──────── Data lines

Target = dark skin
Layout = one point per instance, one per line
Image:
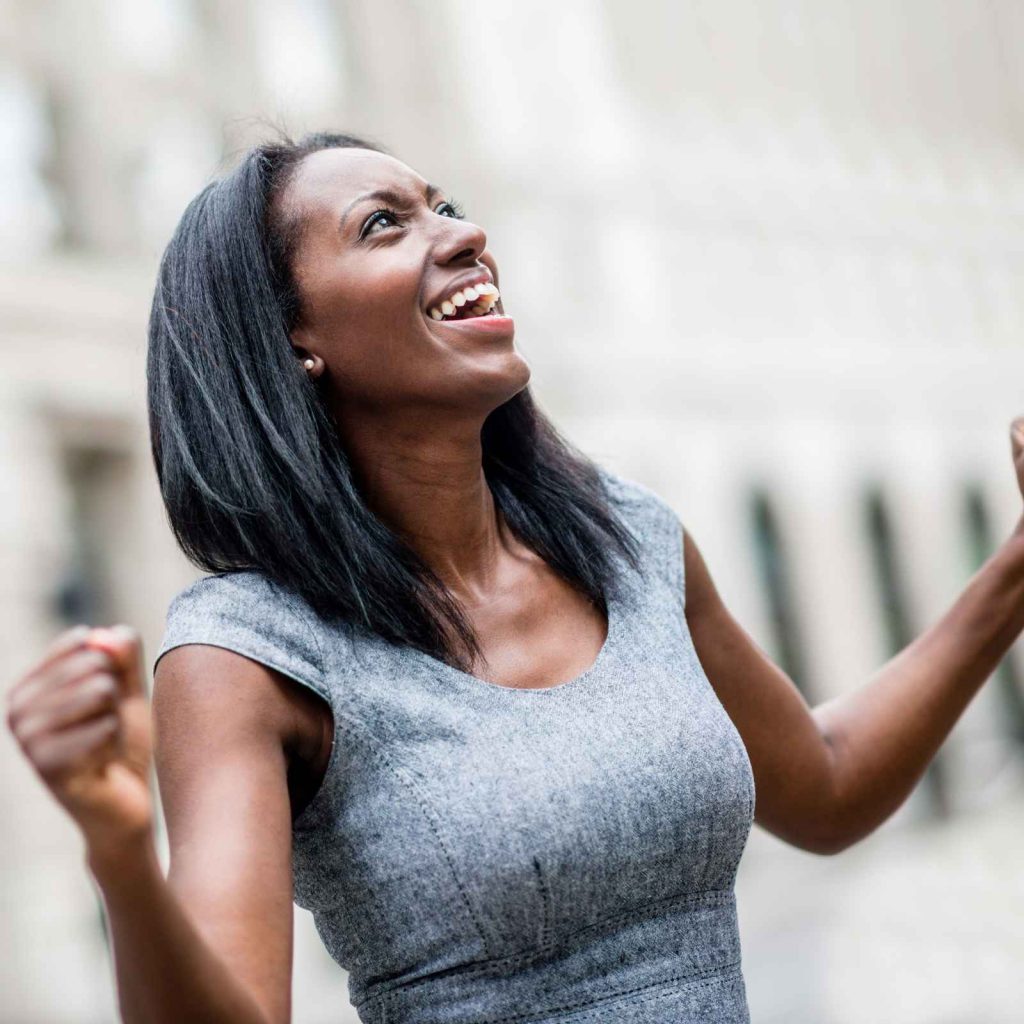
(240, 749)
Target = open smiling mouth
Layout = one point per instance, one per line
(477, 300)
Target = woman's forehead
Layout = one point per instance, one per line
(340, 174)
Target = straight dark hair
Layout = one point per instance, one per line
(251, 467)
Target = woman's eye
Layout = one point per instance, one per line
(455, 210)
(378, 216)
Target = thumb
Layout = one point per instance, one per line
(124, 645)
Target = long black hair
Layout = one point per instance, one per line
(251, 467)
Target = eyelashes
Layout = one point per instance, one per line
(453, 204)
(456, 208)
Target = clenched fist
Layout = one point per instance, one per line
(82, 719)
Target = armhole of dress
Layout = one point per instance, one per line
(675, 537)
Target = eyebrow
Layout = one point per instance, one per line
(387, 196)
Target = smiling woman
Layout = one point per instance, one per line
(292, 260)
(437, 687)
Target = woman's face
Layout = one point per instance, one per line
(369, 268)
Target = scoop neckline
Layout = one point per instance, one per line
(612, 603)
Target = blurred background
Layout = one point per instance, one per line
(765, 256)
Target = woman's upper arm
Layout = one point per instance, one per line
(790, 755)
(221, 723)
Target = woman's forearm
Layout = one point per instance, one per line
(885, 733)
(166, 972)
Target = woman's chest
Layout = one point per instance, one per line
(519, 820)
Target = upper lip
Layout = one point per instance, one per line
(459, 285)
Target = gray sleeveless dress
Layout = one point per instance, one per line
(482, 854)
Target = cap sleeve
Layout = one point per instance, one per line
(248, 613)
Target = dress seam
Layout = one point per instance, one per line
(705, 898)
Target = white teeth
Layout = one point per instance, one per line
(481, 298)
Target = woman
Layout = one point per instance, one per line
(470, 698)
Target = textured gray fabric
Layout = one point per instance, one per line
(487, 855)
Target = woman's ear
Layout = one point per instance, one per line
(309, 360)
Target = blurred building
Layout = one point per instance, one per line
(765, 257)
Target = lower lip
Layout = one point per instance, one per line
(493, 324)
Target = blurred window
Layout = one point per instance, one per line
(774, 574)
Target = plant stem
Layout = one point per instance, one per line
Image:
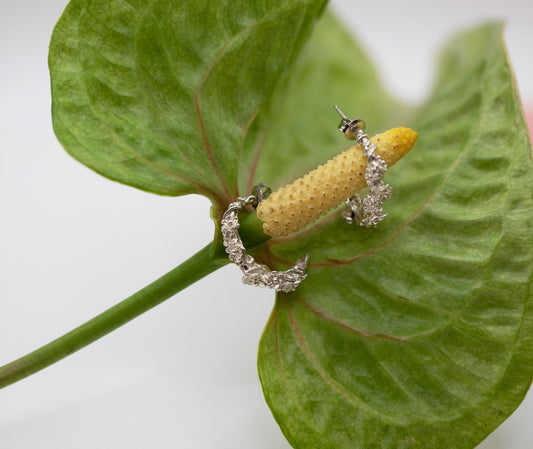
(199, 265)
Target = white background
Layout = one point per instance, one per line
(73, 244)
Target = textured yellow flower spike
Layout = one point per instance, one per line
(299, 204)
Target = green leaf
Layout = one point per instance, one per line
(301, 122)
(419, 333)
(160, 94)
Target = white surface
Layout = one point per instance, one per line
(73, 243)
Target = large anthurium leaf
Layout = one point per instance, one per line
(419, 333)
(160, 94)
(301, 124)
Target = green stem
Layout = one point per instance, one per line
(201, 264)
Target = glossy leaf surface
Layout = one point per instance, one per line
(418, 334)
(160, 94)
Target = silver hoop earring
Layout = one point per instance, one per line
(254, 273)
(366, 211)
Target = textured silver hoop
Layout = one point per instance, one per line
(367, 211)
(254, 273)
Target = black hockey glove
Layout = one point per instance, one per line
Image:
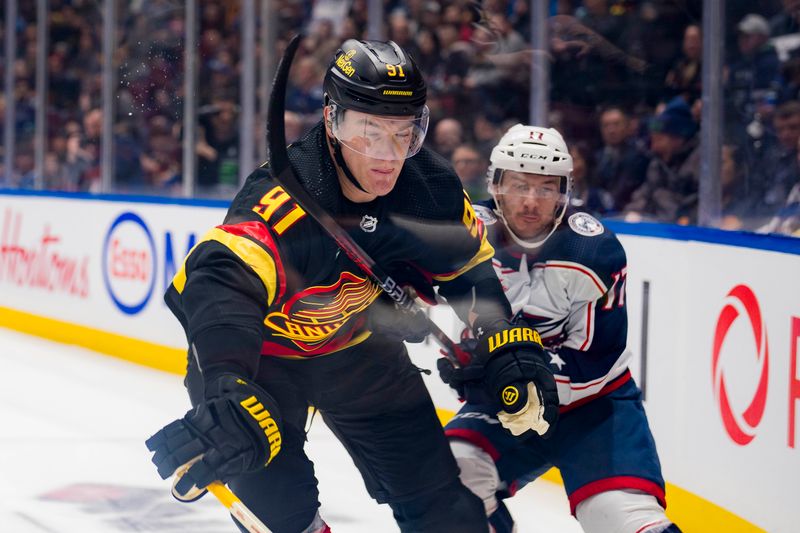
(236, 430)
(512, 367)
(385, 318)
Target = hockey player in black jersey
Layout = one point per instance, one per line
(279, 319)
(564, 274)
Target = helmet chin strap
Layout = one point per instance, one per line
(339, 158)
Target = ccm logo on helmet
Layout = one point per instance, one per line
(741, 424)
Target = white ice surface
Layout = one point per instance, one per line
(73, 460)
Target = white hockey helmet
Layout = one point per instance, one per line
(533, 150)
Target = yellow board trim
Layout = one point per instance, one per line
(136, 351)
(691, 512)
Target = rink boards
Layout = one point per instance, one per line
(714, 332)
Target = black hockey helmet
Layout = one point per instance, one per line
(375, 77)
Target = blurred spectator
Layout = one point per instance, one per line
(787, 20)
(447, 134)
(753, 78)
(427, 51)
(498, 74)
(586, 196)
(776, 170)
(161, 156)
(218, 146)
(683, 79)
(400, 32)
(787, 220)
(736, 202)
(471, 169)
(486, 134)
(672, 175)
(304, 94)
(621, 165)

────────────────
──────── Data lines

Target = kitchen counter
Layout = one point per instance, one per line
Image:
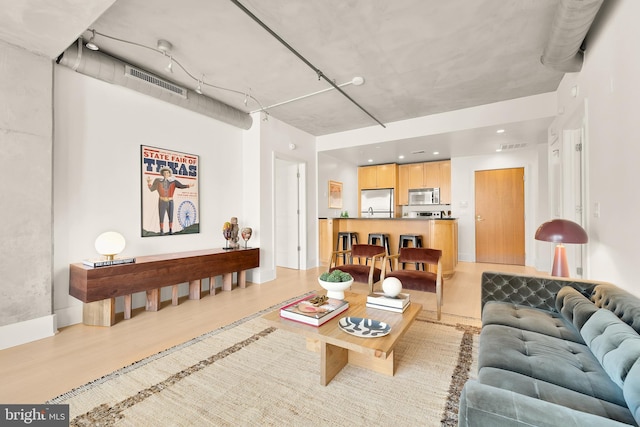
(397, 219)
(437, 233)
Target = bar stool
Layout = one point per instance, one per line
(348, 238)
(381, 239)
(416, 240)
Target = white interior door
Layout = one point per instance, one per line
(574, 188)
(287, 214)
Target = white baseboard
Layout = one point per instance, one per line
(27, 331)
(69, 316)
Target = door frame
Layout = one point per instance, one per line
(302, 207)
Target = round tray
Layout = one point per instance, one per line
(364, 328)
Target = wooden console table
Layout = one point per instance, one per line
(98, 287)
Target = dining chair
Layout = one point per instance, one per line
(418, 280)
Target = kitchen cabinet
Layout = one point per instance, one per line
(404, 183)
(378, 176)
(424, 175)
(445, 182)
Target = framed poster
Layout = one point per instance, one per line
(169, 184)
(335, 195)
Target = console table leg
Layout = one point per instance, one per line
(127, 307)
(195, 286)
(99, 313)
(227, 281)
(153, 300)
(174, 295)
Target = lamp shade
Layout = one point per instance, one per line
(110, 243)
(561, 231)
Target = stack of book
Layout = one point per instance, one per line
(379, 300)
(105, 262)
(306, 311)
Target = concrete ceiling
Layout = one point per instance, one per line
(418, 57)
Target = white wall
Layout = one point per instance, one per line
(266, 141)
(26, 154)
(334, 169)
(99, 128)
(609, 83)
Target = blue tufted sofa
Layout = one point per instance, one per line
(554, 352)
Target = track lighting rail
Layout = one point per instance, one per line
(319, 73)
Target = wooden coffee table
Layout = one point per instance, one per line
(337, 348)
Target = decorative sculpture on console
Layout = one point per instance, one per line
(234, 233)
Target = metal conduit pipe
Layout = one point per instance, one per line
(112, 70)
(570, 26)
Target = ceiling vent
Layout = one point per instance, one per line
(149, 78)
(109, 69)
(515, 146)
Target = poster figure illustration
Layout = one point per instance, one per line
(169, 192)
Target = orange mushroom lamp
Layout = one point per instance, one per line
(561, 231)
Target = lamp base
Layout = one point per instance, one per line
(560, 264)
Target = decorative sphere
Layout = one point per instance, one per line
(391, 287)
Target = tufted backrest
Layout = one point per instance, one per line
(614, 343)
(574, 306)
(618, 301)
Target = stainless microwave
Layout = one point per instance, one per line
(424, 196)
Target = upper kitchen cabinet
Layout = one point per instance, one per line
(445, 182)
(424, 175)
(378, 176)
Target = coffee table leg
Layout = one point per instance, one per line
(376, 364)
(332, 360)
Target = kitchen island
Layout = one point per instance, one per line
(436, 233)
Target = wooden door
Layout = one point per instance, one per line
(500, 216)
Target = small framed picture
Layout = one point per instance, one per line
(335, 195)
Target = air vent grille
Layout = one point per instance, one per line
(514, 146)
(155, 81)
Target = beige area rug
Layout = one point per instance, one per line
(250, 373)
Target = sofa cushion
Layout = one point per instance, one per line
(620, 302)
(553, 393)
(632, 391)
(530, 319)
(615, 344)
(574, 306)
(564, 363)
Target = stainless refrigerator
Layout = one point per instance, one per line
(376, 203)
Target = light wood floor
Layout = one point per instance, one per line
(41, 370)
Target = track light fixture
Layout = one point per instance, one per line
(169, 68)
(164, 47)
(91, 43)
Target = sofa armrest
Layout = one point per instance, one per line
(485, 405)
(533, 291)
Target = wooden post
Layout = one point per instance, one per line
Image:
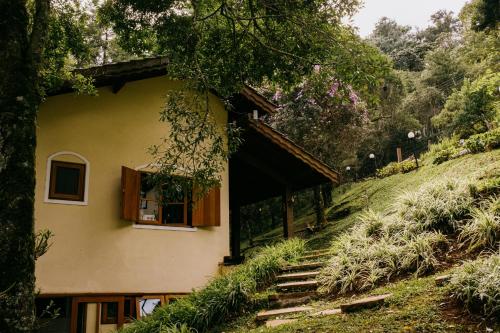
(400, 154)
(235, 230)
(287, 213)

────────────────

Pick out every line in the data above that contains the word "kitchen", and copy each one.

Target = kitchen counter
Target = kitchen cabinet
Target = upper kitchen cabinet
Target = kitchen island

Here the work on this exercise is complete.